▸ **REQUEST**
Can you rewrite all the records below with "pointer" swapped for "locator" everywhere, everything else unchanged and the pictures left out?

▸ **INPUT ROWS**
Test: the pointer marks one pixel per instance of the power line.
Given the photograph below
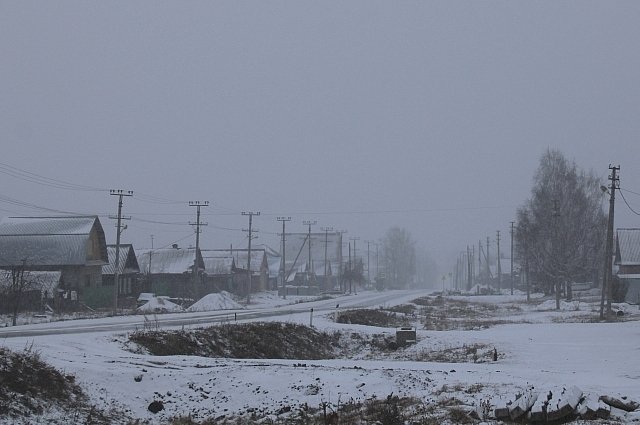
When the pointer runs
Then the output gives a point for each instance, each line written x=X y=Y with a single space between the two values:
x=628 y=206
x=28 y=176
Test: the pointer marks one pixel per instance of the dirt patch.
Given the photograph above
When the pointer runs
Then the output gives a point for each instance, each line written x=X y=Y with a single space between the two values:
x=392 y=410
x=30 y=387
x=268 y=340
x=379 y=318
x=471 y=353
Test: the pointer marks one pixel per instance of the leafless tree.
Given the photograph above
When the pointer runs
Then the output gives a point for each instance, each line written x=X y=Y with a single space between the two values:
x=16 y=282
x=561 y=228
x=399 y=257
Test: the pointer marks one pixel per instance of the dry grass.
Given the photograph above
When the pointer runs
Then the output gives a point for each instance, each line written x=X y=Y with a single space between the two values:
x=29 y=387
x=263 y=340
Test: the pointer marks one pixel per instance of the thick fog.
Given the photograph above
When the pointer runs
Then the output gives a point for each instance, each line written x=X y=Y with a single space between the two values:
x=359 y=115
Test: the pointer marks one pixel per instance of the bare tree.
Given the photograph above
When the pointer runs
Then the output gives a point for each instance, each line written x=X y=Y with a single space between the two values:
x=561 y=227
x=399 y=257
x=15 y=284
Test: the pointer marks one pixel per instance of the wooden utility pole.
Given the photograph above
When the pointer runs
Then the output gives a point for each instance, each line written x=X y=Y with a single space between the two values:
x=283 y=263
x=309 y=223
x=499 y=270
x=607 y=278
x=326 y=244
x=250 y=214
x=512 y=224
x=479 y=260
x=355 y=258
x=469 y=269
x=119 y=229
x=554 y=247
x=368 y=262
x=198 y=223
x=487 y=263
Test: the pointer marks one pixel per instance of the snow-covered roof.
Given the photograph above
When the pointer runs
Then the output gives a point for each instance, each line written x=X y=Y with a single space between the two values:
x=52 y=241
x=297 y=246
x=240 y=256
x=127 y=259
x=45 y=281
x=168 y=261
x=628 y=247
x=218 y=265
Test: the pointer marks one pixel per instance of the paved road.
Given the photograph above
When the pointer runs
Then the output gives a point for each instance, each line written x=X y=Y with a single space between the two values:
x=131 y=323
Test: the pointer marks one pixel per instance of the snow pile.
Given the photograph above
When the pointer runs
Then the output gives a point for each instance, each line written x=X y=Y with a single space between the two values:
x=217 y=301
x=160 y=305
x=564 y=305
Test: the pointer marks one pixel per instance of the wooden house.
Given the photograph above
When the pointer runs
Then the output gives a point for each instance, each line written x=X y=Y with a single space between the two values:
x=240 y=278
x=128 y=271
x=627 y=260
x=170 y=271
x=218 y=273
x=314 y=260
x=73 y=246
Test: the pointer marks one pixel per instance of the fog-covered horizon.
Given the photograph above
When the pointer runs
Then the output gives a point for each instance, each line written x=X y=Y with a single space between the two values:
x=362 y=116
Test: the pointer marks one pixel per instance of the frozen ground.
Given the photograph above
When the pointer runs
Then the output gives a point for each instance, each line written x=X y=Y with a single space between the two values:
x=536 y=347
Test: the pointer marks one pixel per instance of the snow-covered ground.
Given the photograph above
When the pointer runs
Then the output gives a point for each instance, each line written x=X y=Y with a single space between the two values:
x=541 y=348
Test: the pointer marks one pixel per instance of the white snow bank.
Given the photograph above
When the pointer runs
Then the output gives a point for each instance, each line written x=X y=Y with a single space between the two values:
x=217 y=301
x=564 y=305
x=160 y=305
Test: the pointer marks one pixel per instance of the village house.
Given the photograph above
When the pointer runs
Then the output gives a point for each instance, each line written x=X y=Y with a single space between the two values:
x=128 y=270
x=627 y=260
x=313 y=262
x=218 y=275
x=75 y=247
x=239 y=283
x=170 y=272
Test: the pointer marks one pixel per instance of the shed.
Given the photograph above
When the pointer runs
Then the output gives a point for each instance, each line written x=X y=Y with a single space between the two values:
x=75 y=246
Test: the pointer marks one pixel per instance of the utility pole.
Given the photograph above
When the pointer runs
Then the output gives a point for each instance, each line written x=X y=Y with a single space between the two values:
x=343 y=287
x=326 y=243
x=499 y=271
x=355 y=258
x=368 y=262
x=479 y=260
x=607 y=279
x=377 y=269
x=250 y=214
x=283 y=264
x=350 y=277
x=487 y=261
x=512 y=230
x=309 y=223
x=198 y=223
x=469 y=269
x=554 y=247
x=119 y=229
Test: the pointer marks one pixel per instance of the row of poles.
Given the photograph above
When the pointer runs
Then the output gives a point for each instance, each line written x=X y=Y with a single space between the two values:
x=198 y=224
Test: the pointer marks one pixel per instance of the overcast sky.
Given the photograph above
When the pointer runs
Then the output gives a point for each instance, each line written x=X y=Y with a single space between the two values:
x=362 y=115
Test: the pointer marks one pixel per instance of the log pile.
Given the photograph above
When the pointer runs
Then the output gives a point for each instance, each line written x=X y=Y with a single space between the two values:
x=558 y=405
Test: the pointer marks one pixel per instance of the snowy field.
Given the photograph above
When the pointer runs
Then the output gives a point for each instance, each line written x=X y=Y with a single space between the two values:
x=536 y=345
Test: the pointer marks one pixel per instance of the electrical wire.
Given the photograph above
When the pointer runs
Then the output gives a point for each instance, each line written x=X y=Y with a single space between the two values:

▸ **WRITTEN ANSWER**
Test: the locator marks one pixel per instance of the power line.
Given the photograph below
When the locator runs
Then the output gives a point for each instance, each line written x=X y=Y with a single space between the two values:
x=628 y=206
x=28 y=176
Test: the locator marks one pixel per instance of the dirt patch.
Given the photograph above
When the locator runs
Then the output gives a point for each instance, each line written x=X y=Y with a single space between the two values:
x=392 y=410
x=30 y=387
x=268 y=340
x=379 y=318
x=471 y=353
Test: the locator marks one pixel per instance of the leafless tree.
Given the photograph above
When the locator runs
Then the output gives a point for each instance, each line written x=X y=Y with a single space between the two values:
x=16 y=282
x=561 y=228
x=399 y=257
Test: the locator marks one pixel per instance of the dry grass.
Given the photograph above
When the locator runs
Then the output gives a point for each instance, each line written x=X y=Y with a single space between the two values:
x=29 y=387
x=263 y=340
Test: the locator marks one pixel per instance of the thick fog.
Given the photograph above
When the locator runs
Then the output gives a point for each instance, each line written x=X y=Y with a single space between the two values:
x=359 y=115
Test: the locator marks one pixel per instance of the bare tree.
Given the photograph above
When the locator runs
Then the output gives a point for each instance, each line written x=X y=Y with a single space between the two values:
x=561 y=227
x=399 y=257
x=15 y=284
Test: the locator marks one pixel per instance of the wooden utility pole.
Given the photograph above
When the locator runs
Then the output gives a point for each instance, each line written x=X y=Y with a single space between the two values:
x=283 y=263
x=309 y=223
x=499 y=270
x=607 y=278
x=326 y=244
x=250 y=214
x=512 y=224
x=479 y=260
x=355 y=258
x=469 y=269
x=119 y=229
x=554 y=247
x=368 y=262
x=198 y=223
x=487 y=263
Test: the locator marks one pixel per instance of the snow-covered roof.
Given the photograph above
When the locator runs
Then the output gives a point for each instance, each line written x=X y=Y with a single space between the two values:
x=52 y=241
x=297 y=246
x=240 y=256
x=127 y=259
x=45 y=281
x=168 y=261
x=628 y=247
x=218 y=265
Test: the locator marks one pixel per instance of the paved road.
Given the photograph above
When the locator runs
Then the output gives a point for each instance, each line written x=X y=Y with a single space between the two values:
x=131 y=323
Test: the locator marks one pixel per instance of the snow pile.
Given the photograph above
When the locator runs
Then the output gives a point for each instance, each line written x=X y=Y with a single space between the two values:
x=217 y=301
x=160 y=305
x=564 y=305
Test: the locator marks one pixel per instance of the wooden house.
Given the photograph above
When the locator runs
Then the output gives a point for each instance, each line written x=X y=Y with a single space between the two values:
x=240 y=278
x=128 y=271
x=627 y=260
x=170 y=271
x=218 y=273
x=314 y=260
x=73 y=246
Test: the locator marks one pixel per instance of the fog-covered horizon.
Given the photograph above
When the locator runs
Then the output gives a point for each instance, each line written x=X y=Y with a single space between the two values:
x=362 y=116
Test: the locator marks one pixel per instance of the frozen ground.
Given the photograph above
When the locator runs
Then the output gives a point for each instance, each line written x=X y=Y with a single space between the two values:
x=536 y=347
Test: the locator marks one pixel per instance of the snow-covered ground.
Given the photograph above
When the locator runs
Then the output gives a point for each instance, each line written x=X y=Y with a single space between the two values:
x=541 y=348
Test: the locator marks one pixel per instance of the white snow bank.
Given the photograph above
When the locator runs
Then the output gives a point for each instance, each line written x=X y=Y with a single space between the two values:
x=217 y=301
x=564 y=305
x=160 y=305
Test: the locator marks one pixel per instance of the village house.
Given the photograph above
When the locator runs
Then the output gives a point for each instance, each line written x=X y=Y with a single space between the two values:
x=128 y=270
x=627 y=260
x=313 y=262
x=218 y=275
x=75 y=247
x=239 y=283
x=170 y=272
Test: the locator marks one pixel per instance of the shed.
Given the photograph above
When the locator runs
Then the output gives a point for each instance, each line written x=X y=Y with a single space between the two values:
x=75 y=246
Test: the locator marks one pixel per instance of the utility pole.
Given the photograph above
When the locator runs
Then the output gives a point for each instance, each line written x=X y=Y with a single space between the two values:
x=343 y=287
x=326 y=243
x=499 y=271
x=355 y=258
x=368 y=262
x=479 y=260
x=607 y=279
x=377 y=269
x=250 y=214
x=283 y=264
x=350 y=277
x=487 y=261
x=512 y=230
x=309 y=223
x=198 y=223
x=469 y=269
x=554 y=247
x=119 y=229
Test: the locator marks one pixel per instance of the row of poles.
Given the photograph above
When the locator runs
Then the output gives a point for each instance, each line written x=X y=Y with a single space between the two values:
x=198 y=224
Test: the locator marks one pixel per instance of the overcast sky.
Given the photograph above
When the locator runs
Then the output gives a point for each instance, each line written x=X y=Y with a single space between the two values:
x=362 y=115
Test: the locator marks one pixel per instance of the log pile.
Given the photograph above
When the locator runs
Then the output gives a point for each instance, each line written x=X y=Y with a single space between the two values:
x=558 y=405
Test: the locator marks one pixel per instance of the snowy field.
Given the photograph above
When the locator runs
Then the output gives a point for each instance, each line written x=X y=Y with a single space between the two values:
x=536 y=345
Test: the locator marks one pixel per instance of the electrical wire.
Given the photograph above
When the locator runs
Then the output gives a point for each instance, each line written x=X y=Y with a single space between the two values:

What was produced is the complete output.